Write everything from the start of the entries down to the line containing "665L407 658L411 654L411" as a JSON list of strings, one string per line, with blank lines skipped. Leave the pictures out of the answer.

Outline annotation records:
○ ○ ○ ○ ○ ○ ○

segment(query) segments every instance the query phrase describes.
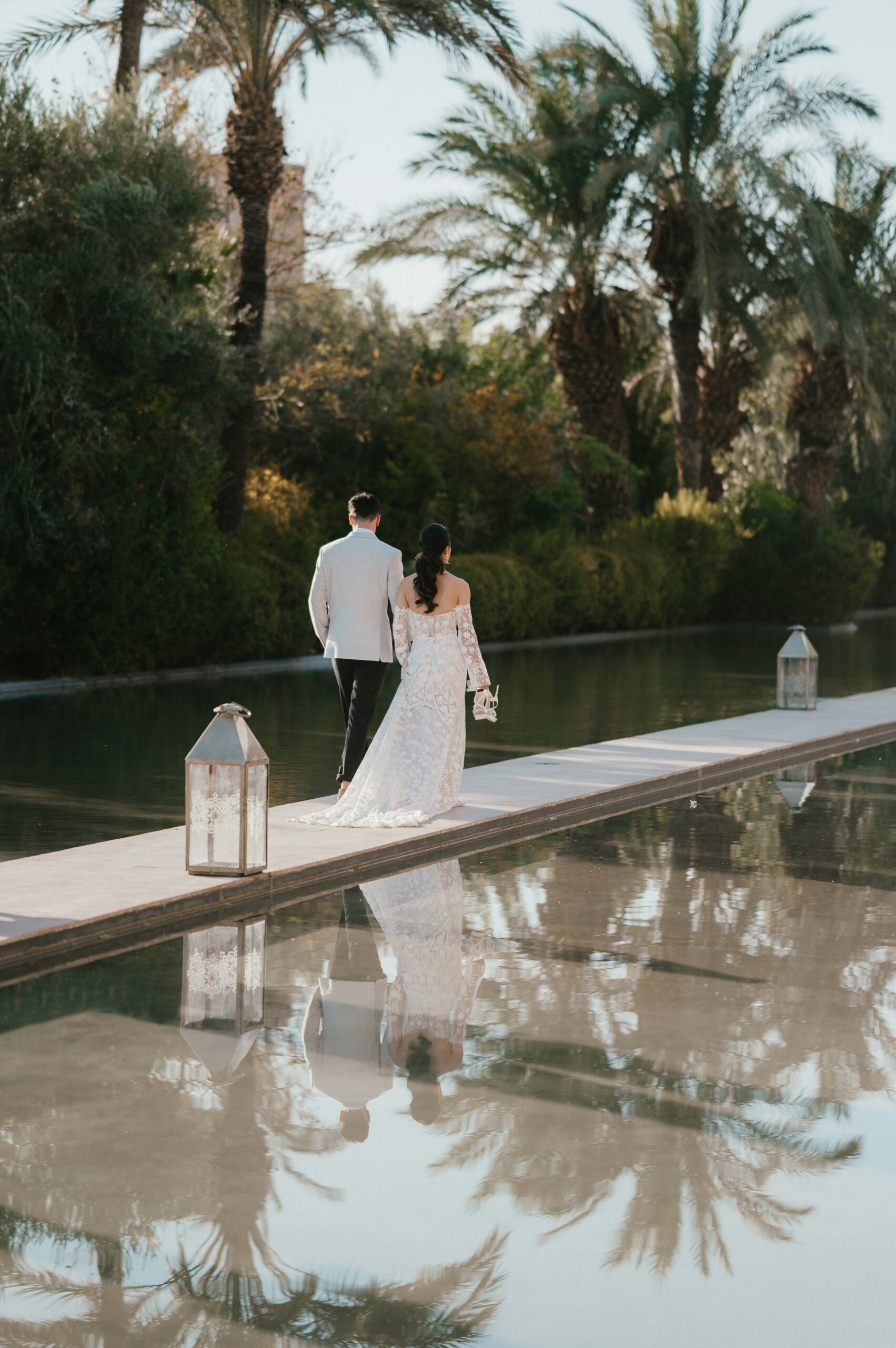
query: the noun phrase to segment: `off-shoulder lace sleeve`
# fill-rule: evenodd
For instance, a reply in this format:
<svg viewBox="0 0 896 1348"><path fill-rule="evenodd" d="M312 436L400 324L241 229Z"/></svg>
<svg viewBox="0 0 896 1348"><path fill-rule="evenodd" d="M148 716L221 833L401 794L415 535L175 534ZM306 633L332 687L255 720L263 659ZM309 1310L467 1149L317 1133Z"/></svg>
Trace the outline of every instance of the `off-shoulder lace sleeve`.
<svg viewBox="0 0 896 1348"><path fill-rule="evenodd" d="M476 639L476 628L473 627L473 613L470 612L470 605L458 604L454 612L457 613L457 632L461 639L461 650L463 651L463 659L466 661L466 690L470 693L477 687L488 687L492 681L489 678L489 671L485 669L485 661L482 659L480 643Z"/></svg>
<svg viewBox="0 0 896 1348"><path fill-rule="evenodd" d="M407 665L407 658L411 654L411 624L408 623L410 609L396 608L395 623L392 630L395 632L395 654L399 658L399 665L402 669Z"/></svg>

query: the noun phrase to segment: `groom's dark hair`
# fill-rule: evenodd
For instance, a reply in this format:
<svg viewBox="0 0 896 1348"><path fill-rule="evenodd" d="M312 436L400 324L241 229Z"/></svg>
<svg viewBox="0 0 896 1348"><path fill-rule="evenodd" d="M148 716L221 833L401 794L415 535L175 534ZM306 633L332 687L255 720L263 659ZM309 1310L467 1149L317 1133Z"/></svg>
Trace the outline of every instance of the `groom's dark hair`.
<svg viewBox="0 0 896 1348"><path fill-rule="evenodd" d="M380 503L373 492L356 492L349 501L349 515L354 515L356 519L376 519L381 514Z"/></svg>

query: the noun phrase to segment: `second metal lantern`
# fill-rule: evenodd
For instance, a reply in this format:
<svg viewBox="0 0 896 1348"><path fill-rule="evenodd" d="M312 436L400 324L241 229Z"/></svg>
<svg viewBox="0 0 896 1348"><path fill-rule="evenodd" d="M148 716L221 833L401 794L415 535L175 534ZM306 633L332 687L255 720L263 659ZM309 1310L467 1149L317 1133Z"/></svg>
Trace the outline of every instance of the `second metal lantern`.
<svg viewBox="0 0 896 1348"><path fill-rule="evenodd" d="M818 697L818 652L804 627L791 627L777 652L777 705L792 712L814 712Z"/></svg>
<svg viewBox="0 0 896 1348"><path fill-rule="evenodd" d="M268 864L269 760L245 706L214 710L186 759L187 871L255 875Z"/></svg>

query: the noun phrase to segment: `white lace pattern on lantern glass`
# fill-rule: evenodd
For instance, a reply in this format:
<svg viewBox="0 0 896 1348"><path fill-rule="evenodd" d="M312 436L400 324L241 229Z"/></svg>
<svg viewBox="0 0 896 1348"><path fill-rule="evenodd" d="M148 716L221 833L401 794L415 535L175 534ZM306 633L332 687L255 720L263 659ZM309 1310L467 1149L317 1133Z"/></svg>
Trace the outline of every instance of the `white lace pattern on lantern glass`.
<svg viewBox="0 0 896 1348"><path fill-rule="evenodd" d="M243 1029L264 1019L264 918L221 925L185 937L185 1024L237 1023L243 984ZM240 956L243 949L243 956Z"/></svg>
<svg viewBox="0 0 896 1348"><path fill-rule="evenodd" d="M190 865L240 865L240 774L232 763L190 764Z"/></svg>
<svg viewBox="0 0 896 1348"><path fill-rule="evenodd" d="M236 925L190 931L183 938L185 1024L209 1020L236 1026L240 929Z"/></svg>

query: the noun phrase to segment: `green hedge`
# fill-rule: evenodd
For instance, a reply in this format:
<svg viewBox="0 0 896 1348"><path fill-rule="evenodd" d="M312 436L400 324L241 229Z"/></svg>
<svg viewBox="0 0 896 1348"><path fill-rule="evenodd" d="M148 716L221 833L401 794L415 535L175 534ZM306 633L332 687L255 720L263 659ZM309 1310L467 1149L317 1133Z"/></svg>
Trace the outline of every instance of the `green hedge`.
<svg viewBox="0 0 896 1348"><path fill-rule="evenodd" d="M687 499L684 499L687 506ZM666 503L583 549L546 537L524 557L455 558L482 640L717 621L838 623L870 593L880 543L761 484L740 519Z"/></svg>

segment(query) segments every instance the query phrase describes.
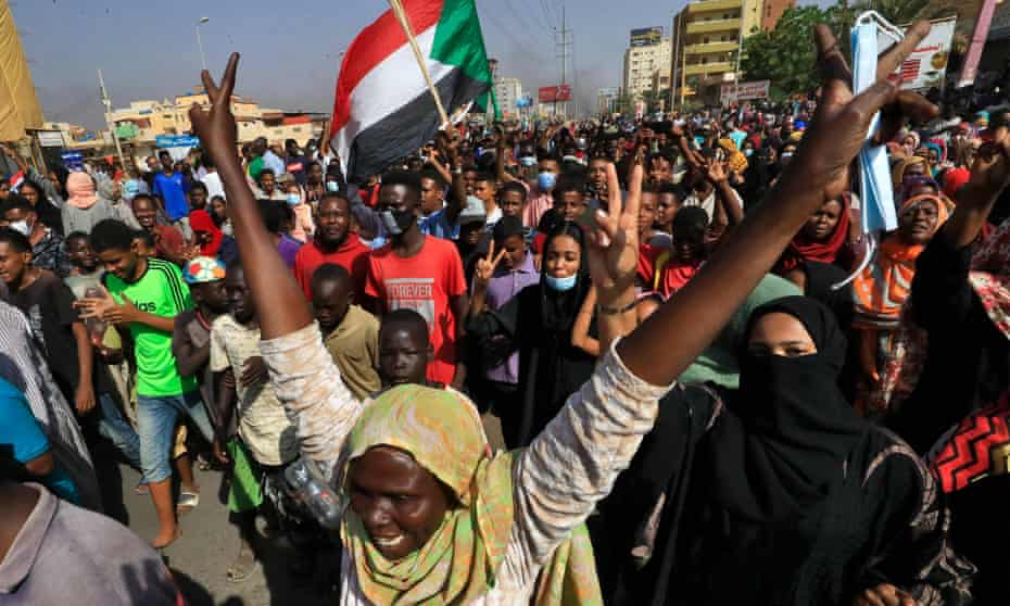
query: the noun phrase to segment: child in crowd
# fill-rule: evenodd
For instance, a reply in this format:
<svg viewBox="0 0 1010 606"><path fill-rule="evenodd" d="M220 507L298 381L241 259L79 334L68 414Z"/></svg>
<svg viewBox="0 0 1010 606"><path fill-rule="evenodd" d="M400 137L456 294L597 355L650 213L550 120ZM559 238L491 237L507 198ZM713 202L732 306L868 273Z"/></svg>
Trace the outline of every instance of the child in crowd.
<svg viewBox="0 0 1010 606"><path fill-rule="evenodd" d="M118 391L94 355L92 336L74 308L74 293L51 272L35 267L28 239L12 229L0 229L0 278L10 302L28 317L56 384L77 416L94 422L98 432L139 468L140 440L123 417Z"/></svg>
<svg viewBox="0 0 1010 606"><path fill-rule="evenodd" d="M140 463L160 525L152 544L161 548L181 535L172 506L168 458L176 421L188 416L207 441L213 437L197 381L179 375L172 353L175 317L193 303L178 266L140 255L125 224L108 219L96 225L91 248L106 269L104 286L111 296L81 299L77 305L85 311L81 318L115 324L132 339ZM197 493L197 488L184 482L182 491Z"/></svg>
<svg viewBox="0 0 1010 606"><path fill-rule="evenodd" d="M358 400L382 387L379 367L379 320L354 304L351 274L324 263L312 275L312 307L326 349L340 377Z"/></svg>
<svg viewBox="0 0 1010 606"><path fill-rule="evenodd" d="M227 576L239 582L255 570L251 541L264 493L282 490L283 468L298 457L298 440L294 425L267 380L258 349L260 319L238 262L227 268L225 291L229 312L211 325L210 368L218 387L217 408L223 414L219 428L227 428L232 416L238 426L233 438L227 439L224 433L215 438L214 452L220 462L232 465L228 508L235 515L241 544ZM224 380L226 370L242 376L232 389ZM251 375L250 380L245 375ZM267 483L270 485L265 487Z"/></svg>

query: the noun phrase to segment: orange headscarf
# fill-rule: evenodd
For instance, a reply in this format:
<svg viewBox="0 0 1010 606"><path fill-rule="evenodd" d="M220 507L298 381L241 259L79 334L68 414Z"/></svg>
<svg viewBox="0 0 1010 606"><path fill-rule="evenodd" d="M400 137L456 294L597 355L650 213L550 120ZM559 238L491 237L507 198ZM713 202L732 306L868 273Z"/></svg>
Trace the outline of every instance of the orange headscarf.
<svg viewBox="0 0 1010 606"><path fill-rule="evenodd" d="M901 205L901 213L931 202L936 205L936 229L947 220L949 210L938 195L924 193L909 198ZM932 235L931 235L932 236ZM869 264L853 282L856 299L857 328L894 329L901 319L901 306L911 293L916 276L916 260L925 249L923 244L909 244L897 233L892 233L881 243L876 260Z"/></svg>

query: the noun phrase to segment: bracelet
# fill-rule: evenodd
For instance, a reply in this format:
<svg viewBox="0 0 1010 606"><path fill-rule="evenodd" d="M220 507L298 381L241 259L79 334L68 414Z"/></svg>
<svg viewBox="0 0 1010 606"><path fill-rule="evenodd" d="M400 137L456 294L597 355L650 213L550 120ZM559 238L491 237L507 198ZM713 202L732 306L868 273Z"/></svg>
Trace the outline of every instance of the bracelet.
<svg viewBox="0 0 1010 606"><path fill-rule="evenodd" d="M616 316L617 314L627 314L628 312L635 308L637 301L632 301L631 303L624 305L623 307L604 307L603 305L596 304L596 312L605 314L608 316Z"/></svg>

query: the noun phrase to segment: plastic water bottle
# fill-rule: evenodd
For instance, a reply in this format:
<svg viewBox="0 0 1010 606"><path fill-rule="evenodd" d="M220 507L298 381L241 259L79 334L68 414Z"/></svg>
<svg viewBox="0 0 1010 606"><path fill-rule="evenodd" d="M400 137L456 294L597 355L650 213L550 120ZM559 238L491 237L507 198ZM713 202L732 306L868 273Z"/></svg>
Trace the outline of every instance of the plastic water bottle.
<svg viewBox="0 0 1010 606"><path fill-rule="evenodd" d="M340 502L315 464L299 457L285 469L285 479L294 497L305 505L319 526L327 530L340 529Z"/></svg>
<svg viewBox="0 0 1010 606"><path fill-rule="evenodd" d="M105 292L98 287L91 287L85 291L85 299L105 299ZM91 343L101 346L105 331L109 330L109 323L102 318L88 318L85 320L85 327L91 336Z"/></svg>

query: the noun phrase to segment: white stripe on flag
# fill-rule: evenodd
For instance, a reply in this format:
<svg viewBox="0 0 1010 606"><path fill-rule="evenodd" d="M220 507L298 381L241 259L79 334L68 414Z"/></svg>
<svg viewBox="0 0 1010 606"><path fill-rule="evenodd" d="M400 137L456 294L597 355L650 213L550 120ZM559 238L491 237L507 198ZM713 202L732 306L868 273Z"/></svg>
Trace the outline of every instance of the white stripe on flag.
<svg viewBox="0 0 1010 606"><path fill-rule="evenodd" d="M431 54L437 27L438 25L429 27L417 36L417 46L420 47L424 56ZM453 65L428 59L428 73L435 85L455 68ZM422 93L428 94L428 85L411 45L404 43L354 87L351 92L350 119L333 137L331 146L337 149L341 160L348 162L351 144L361 131L395 113Z"/></svg>

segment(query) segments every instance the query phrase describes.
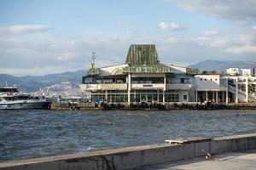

○ ○ ○ ○ ○ ○ ○

**FINISHED TASK:**
[
  "segment(query) segments every instance the query phrase describes.",
  "query: the noun phrase to segment: `off-shoulder lace sleeve`",
  "# fill-rule: evenodd",
  "For instance, a reply in this format:",
  "<svg viewBox=\"0 0 896 1348\"><path fill-rule=\"evenodd\" d=\"M312 436L400 324L241 229Z\"/></svg>",
  "<svg viewBox=\"0 0 896 1348\"><path fill-rule=\"evenodd\" d=\"M148 716L221 833L401 794L415 535L175 534ZM306 633L332 687L255 720L263 659ZM309 1310L467 1149L317 1133Z\"/></svg>",
  "Trace the outline of every instance of the `off-shoulder lace sleeve`.",
  "<svg viewBox=\"0 0 896 1348\"><path fill-rule=\"evenodd\" d=\"M476 639L476 628L473 627L473 613L470 612L470 605L458 604L454 612L457 613L457 632L461 639L461 650L463 651L463 659L466 661L466 690L470 693L477 687L488 687L492 681L489 678L489 671L485 669L485 661L482 659L480 643Z\"/></svg>",
  "<svg viewBox=\"0 0 896 1348\"><path fill-rule=\"evenodd\" d=\"M407 665L407 658L411 654L411 624L408 623L410 609L396 608L395 623L392 630L395 632L395 654L399 658L399 665L402 669Z\"/></svg>"
]